**Task**
Quote the line containing "Reviewer note: check that each instance of the blue jeans" and all lines that follow it in the listing below, exactly as written.

---------- Recorded data

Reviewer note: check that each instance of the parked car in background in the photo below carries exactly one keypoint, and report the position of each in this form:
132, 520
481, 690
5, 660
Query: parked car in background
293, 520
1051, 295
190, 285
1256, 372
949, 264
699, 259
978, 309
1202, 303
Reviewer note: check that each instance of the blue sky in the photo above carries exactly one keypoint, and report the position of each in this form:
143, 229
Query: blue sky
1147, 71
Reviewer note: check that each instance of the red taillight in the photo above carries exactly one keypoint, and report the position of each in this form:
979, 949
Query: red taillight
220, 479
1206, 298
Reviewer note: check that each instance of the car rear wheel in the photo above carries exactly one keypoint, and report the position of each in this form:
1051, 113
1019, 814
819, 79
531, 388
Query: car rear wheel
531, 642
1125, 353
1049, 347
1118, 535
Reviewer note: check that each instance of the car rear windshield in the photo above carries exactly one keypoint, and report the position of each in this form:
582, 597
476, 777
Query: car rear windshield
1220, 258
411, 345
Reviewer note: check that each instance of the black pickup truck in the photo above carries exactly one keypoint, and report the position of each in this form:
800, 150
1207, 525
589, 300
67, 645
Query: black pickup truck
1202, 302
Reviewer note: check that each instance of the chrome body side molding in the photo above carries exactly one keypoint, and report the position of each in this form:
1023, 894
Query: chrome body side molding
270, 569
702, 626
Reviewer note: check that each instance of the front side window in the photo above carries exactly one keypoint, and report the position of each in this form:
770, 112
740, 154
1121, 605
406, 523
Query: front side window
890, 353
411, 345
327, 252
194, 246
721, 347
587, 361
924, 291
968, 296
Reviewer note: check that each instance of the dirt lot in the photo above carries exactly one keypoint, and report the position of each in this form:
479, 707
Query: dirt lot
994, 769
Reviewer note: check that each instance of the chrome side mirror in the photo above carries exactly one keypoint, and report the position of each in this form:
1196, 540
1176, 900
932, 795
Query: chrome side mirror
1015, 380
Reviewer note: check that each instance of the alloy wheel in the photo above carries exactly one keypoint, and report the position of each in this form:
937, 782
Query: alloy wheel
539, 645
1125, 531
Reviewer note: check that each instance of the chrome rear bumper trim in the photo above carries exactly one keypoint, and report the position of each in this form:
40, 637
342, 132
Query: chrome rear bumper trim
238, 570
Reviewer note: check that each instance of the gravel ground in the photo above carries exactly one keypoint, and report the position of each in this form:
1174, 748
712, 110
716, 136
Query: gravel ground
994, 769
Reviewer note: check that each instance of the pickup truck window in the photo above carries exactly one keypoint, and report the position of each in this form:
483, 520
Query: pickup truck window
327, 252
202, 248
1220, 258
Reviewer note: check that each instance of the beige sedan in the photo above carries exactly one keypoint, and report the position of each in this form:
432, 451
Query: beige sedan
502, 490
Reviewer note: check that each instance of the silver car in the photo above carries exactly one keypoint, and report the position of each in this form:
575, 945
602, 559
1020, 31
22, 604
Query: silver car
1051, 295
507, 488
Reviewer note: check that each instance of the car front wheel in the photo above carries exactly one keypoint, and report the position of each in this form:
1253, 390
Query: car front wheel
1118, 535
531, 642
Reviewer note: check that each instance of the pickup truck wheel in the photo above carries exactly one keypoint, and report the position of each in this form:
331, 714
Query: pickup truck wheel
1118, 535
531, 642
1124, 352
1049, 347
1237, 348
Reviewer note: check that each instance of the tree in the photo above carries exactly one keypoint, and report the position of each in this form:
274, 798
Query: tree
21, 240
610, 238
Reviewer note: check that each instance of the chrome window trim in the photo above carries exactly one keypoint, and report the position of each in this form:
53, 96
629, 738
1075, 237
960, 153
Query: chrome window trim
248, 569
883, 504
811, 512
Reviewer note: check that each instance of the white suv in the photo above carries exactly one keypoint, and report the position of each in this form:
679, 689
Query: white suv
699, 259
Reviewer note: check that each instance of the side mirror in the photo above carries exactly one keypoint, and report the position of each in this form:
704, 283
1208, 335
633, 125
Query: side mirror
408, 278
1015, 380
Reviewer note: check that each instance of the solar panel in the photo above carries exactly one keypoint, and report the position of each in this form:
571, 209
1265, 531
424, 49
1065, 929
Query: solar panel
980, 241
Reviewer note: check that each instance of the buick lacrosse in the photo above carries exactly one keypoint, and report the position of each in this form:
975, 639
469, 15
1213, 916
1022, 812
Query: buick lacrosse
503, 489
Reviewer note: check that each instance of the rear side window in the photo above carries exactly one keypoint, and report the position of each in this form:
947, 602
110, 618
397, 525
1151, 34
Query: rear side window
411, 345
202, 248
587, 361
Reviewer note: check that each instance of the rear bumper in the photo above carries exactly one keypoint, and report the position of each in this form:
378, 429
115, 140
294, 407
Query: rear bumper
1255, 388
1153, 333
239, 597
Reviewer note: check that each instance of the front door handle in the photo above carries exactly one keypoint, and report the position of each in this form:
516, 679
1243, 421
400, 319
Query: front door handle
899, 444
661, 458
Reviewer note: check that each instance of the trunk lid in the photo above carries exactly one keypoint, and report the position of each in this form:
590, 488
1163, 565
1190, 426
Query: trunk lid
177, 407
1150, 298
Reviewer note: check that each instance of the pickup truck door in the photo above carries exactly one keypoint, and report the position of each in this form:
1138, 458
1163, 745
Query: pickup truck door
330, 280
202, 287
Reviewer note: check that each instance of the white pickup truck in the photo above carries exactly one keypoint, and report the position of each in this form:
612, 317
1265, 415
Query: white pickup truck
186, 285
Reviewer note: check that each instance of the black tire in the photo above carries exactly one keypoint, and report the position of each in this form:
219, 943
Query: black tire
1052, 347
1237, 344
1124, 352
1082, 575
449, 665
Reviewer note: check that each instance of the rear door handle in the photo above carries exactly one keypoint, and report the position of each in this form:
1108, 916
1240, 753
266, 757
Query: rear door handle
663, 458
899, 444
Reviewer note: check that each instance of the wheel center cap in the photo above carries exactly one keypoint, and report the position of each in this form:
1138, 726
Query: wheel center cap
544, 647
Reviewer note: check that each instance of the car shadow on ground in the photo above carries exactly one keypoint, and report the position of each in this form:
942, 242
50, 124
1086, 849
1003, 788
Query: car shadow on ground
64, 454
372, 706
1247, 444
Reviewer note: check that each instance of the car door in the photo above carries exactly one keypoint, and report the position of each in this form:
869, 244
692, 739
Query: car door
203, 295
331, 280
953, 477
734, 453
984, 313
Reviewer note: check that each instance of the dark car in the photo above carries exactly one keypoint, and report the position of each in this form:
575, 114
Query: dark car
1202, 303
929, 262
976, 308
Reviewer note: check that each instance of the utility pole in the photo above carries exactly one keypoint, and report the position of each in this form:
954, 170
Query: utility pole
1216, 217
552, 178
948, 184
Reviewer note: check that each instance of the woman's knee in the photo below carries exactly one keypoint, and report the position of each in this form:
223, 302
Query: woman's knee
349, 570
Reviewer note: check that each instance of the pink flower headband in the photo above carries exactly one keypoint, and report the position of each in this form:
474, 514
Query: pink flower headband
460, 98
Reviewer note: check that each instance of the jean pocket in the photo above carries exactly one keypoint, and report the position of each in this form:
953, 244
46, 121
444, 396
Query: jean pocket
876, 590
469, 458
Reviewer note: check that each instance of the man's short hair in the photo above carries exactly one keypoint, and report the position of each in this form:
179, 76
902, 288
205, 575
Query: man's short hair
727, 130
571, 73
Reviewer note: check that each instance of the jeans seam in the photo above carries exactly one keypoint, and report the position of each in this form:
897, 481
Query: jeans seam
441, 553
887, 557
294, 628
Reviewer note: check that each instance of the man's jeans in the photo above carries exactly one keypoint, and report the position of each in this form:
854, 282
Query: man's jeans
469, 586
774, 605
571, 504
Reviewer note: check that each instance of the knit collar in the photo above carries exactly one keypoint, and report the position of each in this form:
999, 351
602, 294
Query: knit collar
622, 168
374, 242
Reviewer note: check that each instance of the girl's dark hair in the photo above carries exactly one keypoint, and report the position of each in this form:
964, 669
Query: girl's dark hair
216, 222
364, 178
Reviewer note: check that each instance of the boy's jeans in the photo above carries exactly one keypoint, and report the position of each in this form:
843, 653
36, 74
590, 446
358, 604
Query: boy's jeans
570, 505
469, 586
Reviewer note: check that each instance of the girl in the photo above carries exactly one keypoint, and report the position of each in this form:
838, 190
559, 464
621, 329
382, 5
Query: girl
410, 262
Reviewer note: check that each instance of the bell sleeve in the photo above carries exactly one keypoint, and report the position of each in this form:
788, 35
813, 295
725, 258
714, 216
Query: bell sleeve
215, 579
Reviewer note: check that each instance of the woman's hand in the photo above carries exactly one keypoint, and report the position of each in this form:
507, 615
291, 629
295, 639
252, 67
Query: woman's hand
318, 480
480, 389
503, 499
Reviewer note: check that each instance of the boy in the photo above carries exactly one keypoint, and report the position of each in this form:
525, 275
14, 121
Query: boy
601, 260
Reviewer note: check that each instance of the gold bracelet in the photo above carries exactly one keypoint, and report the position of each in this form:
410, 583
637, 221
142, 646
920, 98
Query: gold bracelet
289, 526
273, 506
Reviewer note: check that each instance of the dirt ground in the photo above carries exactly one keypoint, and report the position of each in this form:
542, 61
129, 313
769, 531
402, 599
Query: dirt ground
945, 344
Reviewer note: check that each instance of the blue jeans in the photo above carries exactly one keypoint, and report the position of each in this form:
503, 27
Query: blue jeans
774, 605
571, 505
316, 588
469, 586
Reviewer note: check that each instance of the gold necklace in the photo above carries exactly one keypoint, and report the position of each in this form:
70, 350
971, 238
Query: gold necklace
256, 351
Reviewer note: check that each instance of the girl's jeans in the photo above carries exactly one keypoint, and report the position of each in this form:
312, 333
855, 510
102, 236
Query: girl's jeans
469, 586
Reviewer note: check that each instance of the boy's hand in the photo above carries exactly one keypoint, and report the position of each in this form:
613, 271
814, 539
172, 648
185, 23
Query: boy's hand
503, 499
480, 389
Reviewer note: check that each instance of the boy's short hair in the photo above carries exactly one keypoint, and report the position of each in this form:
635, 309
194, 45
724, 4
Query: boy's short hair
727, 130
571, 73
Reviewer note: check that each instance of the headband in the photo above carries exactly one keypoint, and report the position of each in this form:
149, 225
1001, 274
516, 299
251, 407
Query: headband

--------------------

**Correct response**
Reviewer note: check that each instance of the blue jeans in the photo above carries exactly one keypoint, and report the position of each in this form:
503, 27
Query: blue jeans
774, 605
571, 505
316, 588
469, 586
Reviewer note: check that each instance of the gold necklace in the photo above carries exactly one keypoint, and report the position of each in this form:
70, 350
971, 238
Query: gold necklace
256, 351
Reviewer note: check that each instance of the girl's jeans in the photo above carries exactly one keypoint, and report the position of each in this form:
312, 333
855, 510
102, 236
Query: girl's jeans
469, 586
Reviewer note: check that each instance of the boy's hand in the photo above carries exactly one keypoint, and report the position of each in this form:
613, 271
814, 539
172, 648
185, 23
Query: boy's hand
503, 499
480, 389
Reviewer note: check that each instance of the boy's short hair in the photo above carries exactly one keypoint, and report the position of each in this form:
635, 309
194, 45
724, 4
Query: boy's short hair
727, 130
571, 73
Reviewer note: check that each instance of the headband in the photo above carries exactly one keypoint, and report the position of each in this form:
149, 225
1001, 274
516, 299
251, 407
Query: headband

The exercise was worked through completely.